• [Tarefa proposta 1]:
Converta em CSV de duas colunas, "texto" e "resposta", os registros que vão da linha com "Where can you spot the bus?" até o fim dos registros, incluindo essa linha. Faça uma linha por registro, com cada campo entre aspas e as quebras de linha trocadas por espaços.

***** Texto fornecido *****

Estação das Letras disse...

Vc não é nem nunca será um bobo da corte. Está como todos nós apavorado diante do Brasil profundo que pensávamos de superfície, amigo! E espero poder continuar ao lado da sua leve sensibilidade para tudo o que realmente importa, apesar dos pesares. Um beijo azul

Nilma Lacerda disse...

Meu amigo, se você escreve é um otimista, lamento informar. Ou melhor, lamento nada, você é resistência, resiliência, afeto, palavra leve e densa. Viva Alexandre Brandão.

Unknown disse...

Você vai continuar sendo o nosso bobo, queira ou não!!!

Vermelho

No Osso disse...

Suzana, Nilma e Vermelho, meu pessimismo é ciclotímico, basta uma atençãozinha dos amigos e já fico faceiro. Vamos pegar nosso país de volta.
Obrigado pela leitura.

Dag Bandeira disse...

Força amigo, eu sempre soube que seu codinome era PollYanna menina e, pra mim, vai continuar sendo. Vai passar.

No Osso disse...

Oi, Dag, se você diz que vai passar, eu acredito. Assinado Alexyanna ou Pollexandre.

***** Dados da tarefa *****

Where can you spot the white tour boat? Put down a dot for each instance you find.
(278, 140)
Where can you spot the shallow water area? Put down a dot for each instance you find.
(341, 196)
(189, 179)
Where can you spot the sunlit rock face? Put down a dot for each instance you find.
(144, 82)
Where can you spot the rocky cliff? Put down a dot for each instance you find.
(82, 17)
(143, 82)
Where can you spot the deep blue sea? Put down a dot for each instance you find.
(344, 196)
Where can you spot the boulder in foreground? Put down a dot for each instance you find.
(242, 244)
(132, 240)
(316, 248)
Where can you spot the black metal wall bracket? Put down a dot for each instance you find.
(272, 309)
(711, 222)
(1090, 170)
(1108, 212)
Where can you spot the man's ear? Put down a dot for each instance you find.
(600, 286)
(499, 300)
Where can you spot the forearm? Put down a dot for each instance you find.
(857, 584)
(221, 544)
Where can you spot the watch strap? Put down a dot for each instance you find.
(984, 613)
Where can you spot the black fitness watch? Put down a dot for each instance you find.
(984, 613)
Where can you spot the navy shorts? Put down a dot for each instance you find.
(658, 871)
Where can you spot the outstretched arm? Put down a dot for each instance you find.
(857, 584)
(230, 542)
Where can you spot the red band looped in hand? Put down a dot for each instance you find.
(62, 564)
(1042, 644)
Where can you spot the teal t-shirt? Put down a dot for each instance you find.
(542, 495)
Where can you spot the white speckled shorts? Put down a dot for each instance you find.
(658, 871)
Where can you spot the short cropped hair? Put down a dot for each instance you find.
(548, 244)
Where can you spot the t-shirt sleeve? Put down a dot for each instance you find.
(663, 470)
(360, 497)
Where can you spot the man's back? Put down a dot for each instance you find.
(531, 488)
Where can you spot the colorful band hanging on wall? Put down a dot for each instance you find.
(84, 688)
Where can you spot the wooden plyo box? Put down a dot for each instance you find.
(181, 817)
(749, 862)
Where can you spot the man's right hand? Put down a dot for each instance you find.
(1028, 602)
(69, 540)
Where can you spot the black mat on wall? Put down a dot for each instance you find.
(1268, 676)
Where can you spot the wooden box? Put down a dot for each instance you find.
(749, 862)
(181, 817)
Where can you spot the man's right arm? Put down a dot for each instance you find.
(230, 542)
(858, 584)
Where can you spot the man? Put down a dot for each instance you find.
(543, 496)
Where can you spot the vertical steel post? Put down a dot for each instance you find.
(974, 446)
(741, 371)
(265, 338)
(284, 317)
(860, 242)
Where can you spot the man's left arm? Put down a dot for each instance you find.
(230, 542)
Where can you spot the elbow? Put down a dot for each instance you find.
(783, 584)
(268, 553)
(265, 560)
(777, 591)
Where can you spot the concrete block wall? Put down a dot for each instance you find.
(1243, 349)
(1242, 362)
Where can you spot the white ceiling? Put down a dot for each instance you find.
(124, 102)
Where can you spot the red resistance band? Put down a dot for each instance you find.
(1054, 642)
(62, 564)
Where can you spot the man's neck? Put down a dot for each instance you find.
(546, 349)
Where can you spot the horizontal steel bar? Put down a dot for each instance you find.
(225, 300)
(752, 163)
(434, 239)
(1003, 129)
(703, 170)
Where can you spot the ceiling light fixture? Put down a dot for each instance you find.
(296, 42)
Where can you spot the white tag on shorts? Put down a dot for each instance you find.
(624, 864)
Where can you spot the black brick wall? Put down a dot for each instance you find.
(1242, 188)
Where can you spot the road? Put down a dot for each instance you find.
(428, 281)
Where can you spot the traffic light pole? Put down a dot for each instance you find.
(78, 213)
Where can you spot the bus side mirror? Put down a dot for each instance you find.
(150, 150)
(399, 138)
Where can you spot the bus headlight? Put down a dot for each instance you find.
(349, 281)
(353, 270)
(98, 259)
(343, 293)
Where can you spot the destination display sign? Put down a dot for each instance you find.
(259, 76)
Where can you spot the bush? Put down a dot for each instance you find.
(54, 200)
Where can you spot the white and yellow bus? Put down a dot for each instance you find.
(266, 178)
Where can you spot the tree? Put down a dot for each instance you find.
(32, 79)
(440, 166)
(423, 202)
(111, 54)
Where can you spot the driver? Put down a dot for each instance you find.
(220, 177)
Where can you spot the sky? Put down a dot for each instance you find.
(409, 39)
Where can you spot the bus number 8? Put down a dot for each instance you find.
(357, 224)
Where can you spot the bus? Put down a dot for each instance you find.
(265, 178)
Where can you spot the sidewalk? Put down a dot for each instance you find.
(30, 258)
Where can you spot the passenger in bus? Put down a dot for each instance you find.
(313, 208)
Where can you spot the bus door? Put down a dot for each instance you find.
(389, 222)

*****

• [Tarefa proposta 2]:
Nos comentários do texto, que codinome Dag Bandeira diz que sempre soube que o amigo tinha?

• [Resultado correto 1]:
texto,resposta
"Where can you spot the bus? Put down a dot for each instance you find.","(265, 178)"
"Where can you spot the sidewalk? Put down a dot for each instance you find.","(30, 258)"
"Where can you spot the passenger in bus? Put down a dot for each instance you find.","(313, 208)"
"Where can you spot the bus door? Put down a dot for each instance you find.","(389, 222)"

• [Resultado correto 2]:
PollYanna menina.